In a December Wall Street Journal opinion article, Joseph Berardino, chief executive of Arthur Andersen, blamed accounting rules, in part, for the problems of his client, Enron.

"We have fostered a technical, legalistic mind-set that is sometimes more concerned with the form rather than the substance of what is reported," Berardino wrote. "Enron provides a good example of how such orthodoxy can make it harder for investors to appreciate what's going on in a business."

Jensen said he found the statements hypocritical.

"Large firms often come down squarely on both sides of a controversial issue, sometimes preaching virtue but not always practicing what is preached," he said.

Andersen spokesman David Tabolt said his firm had tried but failed to promote better rules for accounting for such partnerships. Berardino also has said Andersen will accept responsibility for any mistakes the firm made at Enron.

Over the years, accountants have waffled on many issues, but stock options created the most notorious controversy, Wharton professor emeritus Peter Knutson said.

Companies issue stock options, which represent a right to buy the stock at a certain price, to executives as an incentive to push the stock price higher through good management. If the share price rises above the price at which the option was issued, the executive keeps the difference.

## PROVIDED INFORMATION
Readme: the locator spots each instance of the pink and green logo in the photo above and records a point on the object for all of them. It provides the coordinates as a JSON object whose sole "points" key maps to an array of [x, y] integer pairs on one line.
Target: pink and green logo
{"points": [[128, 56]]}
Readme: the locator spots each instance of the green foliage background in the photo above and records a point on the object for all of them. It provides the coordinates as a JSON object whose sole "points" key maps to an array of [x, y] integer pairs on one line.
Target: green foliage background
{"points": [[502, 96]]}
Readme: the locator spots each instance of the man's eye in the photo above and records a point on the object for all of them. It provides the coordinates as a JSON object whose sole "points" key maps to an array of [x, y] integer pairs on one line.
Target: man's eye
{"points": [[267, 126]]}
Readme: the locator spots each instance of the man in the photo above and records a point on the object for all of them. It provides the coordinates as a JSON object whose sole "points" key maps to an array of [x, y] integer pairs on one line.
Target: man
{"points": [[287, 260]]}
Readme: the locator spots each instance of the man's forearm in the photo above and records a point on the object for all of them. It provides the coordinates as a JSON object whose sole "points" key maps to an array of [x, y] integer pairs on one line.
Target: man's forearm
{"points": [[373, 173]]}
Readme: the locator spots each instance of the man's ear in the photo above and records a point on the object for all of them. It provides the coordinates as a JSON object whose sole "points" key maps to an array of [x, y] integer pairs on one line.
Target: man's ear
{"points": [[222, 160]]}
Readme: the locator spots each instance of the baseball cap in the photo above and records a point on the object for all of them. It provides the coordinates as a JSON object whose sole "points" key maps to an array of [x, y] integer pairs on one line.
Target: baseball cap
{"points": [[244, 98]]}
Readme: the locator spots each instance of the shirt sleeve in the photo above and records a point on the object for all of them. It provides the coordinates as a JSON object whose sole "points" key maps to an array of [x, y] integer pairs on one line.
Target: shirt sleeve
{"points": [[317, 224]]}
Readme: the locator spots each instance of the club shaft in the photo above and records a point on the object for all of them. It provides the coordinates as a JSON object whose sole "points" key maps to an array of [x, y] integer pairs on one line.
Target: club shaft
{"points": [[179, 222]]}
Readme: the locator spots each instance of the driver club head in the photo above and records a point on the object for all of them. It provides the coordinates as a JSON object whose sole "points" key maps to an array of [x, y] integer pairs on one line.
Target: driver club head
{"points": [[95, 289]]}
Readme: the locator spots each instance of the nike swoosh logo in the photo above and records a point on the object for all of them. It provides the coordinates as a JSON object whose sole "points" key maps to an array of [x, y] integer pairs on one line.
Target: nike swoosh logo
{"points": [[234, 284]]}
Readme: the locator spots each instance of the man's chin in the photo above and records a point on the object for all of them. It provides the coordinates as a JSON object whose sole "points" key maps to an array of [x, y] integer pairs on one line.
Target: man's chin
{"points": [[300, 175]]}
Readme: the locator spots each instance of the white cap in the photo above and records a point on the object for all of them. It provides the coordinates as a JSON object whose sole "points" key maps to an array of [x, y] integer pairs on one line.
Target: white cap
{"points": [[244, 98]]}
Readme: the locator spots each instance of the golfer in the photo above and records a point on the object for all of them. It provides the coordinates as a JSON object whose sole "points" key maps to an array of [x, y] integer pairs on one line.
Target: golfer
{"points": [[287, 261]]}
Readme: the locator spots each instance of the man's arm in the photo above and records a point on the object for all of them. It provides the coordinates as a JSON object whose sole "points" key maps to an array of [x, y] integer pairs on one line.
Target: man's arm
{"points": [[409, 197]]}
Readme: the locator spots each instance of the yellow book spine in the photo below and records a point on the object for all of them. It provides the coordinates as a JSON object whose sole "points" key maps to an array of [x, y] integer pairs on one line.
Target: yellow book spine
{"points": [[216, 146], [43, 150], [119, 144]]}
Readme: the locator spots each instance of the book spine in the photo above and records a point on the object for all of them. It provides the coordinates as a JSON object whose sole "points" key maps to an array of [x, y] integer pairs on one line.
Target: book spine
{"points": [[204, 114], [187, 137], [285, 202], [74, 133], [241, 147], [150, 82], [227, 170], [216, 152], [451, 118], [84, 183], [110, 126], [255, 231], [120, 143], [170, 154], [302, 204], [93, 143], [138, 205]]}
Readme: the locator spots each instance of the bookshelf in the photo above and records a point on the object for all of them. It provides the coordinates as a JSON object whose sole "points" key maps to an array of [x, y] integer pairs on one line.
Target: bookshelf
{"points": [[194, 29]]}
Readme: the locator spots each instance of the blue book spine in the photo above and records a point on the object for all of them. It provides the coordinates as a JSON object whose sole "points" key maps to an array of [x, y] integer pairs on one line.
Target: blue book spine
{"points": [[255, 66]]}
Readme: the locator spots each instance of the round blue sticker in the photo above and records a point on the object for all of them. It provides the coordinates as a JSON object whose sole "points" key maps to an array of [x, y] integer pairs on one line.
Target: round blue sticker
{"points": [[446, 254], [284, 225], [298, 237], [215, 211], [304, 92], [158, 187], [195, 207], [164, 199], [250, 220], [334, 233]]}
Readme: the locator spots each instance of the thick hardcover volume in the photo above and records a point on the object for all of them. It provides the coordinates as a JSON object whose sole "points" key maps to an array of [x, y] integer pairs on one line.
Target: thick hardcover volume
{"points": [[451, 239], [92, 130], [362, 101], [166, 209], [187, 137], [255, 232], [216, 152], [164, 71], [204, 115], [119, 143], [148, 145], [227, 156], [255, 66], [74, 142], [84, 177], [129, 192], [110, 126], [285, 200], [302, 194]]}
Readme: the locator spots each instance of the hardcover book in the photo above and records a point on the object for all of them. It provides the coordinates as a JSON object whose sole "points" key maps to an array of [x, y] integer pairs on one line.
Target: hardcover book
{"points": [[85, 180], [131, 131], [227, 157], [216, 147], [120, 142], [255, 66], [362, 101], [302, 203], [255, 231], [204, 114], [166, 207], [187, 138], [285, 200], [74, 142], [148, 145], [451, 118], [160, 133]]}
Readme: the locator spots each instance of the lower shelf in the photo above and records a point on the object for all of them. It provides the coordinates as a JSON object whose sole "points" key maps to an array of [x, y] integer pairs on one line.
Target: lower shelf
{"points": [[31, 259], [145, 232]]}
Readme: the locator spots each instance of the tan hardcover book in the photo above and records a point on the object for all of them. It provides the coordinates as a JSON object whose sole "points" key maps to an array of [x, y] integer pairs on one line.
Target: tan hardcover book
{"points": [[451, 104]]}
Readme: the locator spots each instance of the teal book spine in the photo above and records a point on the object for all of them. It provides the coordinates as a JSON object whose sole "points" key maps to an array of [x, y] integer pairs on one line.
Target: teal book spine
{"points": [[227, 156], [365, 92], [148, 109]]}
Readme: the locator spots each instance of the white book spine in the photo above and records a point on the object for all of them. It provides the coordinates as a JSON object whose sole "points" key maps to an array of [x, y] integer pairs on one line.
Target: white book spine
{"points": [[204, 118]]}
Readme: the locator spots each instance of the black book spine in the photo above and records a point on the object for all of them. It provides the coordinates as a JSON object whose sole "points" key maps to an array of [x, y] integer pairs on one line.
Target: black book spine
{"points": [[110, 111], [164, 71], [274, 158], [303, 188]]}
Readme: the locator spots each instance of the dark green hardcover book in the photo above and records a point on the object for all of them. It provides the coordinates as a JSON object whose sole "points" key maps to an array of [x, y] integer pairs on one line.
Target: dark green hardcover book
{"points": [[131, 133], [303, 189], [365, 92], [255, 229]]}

## WHAT YOU ARE ASKED TO DO
Reproduce word for word the part of the excerpt above on Enron and accounting rules that starts at the words "Jensen said he" and stops after the words "made at Enron.".

## FINAL ANSWER
Jensen said he found the statements hypocritical.

"Large firms often come down squarely on both sides of a controversial issue, sometimes preaching virtue but not always practicing what is preached," he said.

Andersen spokesman David Tabolt said his firm had tried but failed to promote better rules for accounting for such partnerships. Berardino also has said Andersen will accept responsibility for any mistakes the firm made at Enron.